[REQUIREMENT]: Every record that follows should be printed verbatim.

(Shape boundary entries)

· · · ·

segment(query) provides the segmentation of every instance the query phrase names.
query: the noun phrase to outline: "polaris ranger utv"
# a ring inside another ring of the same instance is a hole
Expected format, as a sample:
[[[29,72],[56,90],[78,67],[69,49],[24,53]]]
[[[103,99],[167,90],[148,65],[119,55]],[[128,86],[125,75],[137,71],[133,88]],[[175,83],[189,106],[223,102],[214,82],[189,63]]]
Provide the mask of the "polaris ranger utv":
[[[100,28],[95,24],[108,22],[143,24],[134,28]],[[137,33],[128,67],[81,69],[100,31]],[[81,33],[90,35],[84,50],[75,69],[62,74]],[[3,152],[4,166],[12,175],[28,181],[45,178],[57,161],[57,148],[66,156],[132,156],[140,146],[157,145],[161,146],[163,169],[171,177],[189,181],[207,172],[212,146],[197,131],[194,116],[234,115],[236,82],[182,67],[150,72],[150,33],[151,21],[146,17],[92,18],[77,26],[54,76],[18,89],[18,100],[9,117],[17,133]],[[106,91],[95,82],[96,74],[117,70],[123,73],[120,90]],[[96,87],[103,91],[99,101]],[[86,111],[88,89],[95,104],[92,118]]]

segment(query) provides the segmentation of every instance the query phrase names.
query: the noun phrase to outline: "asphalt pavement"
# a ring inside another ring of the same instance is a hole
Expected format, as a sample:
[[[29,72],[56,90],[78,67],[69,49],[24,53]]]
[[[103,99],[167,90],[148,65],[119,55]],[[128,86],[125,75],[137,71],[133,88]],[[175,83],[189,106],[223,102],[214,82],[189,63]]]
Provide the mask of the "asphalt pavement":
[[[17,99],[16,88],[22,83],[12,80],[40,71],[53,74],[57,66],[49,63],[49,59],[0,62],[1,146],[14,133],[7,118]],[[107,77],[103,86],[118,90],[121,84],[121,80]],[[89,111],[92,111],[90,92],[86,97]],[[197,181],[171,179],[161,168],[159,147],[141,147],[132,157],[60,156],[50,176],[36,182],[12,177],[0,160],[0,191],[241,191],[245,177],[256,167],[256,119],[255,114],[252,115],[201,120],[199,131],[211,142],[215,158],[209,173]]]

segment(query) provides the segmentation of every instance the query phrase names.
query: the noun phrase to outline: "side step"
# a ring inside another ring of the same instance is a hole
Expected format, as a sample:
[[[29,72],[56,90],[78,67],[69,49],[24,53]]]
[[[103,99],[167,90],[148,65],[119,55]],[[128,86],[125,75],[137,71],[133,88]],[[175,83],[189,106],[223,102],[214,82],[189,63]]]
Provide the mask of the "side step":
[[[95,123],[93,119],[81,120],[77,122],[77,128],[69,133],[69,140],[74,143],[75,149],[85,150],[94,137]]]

· · · ·

[FINISHED EXERCISE]:
segment(query) provides the segmentation of every instance the query phrase names.
query: the noun phrase to outline: "polaris ranger utv"
# a ring inside another ring of the same instance is a hole
Expected format, as a sample:
[[[29,72],[56,90],[78,67],[69,49],[24,53]]]
[[[103,99],[167,90],[148,65],[119,55]],[[128,86],[125,75],[137,71],[133,88]],[[175,83],[189,106],[223,102],[214,82],[189,63]]]
Provide the mask of the "polaris ranger utv":
[[[100,28],[95,24],[108,22],[143,24],[134,28]],[[137,33],[128,67],[81,69],[100,31]],[[81,33],[90,35],[84,50],[75,69],[62,74]],[[3,152],[4,166],[12,175],[28,181],[45,178],[57,161],[57,148],[66,156],[132,156],[140,146],[157,145],[161,146],[163,169],[171,177],[189,181],[207,172],[212,146],[197,131],[194,116],[234,115],[236,82],[182,67],[150,72],[150,33],[151,21],[146,17],[92,18],[77,26],[54,76],[18,89],[18,100],[9,117],[17,133]],[[106,91],[95,82],[96,74],[117,70],[123,73],[120,90]],[[96,87],[103,91],[99,101]],[[86,111],[88,89],[95,104],[92,118]]]

segment(query) provides the segmentation of every instance the query phrase names.
query: the noun phrase to outline: "asphalt pavement"
# a ring inside another ring of the same instance is a hole
Expected format, as a sample:
[[[29,72],[56,90],[78,67],[69,49],[24,53]]]
[[[103,99],[167,90],[148,65],[119,55]],[[128,86],[125,75],[137,71],[133,88]],[[175,83],[189,106],[223,102],[214,82],[189,63]]]
Provide the mask of the "asphalt pavement":
[[[17,99],[16,88],[22,83],[12,80],[40,71],[53,74],[57,66],[49,63],[49,59],[0,62],[1,146],[14,133],[7,118]],[[107,77],[103,86],[118,90],[121,84],[121,80]],[[89,111],[92,111],[90,92],[86,97]],[[197,181],[171,179],[161,168],[159,147],[141,147],[132,157],[60,156],[50,176],[36,182],[12,177],[0,160],[0,191],[241,191],[245,177],[256,167],[256,119],[255,114],[252,115],[201,120],[199,131],[211,142],[215,158],[209,173]]]

segment(query) provides the segmentation of every instance the query phrase names.
query: the noun phrase to outline: "side step"
# a ring inside another ring of the same instance is a hole
Expected format, as a sample:
[[[29,72],[56,90],[78,67],[69,49],[24,53]]]
[[[103,99],[167,90],[148,65],[119,55]],[[128,86],[125,75],[137,71],[133,88]],[[175,83],[189,106],[223,102],[214,82],[189,63]]]
Provide the mask of the "side step":
[[[95,123],[93,119],[81,120],[77,122],[77,128],[69,133],[69,140],[74,143],[75,149],[85,150],[94,137]]]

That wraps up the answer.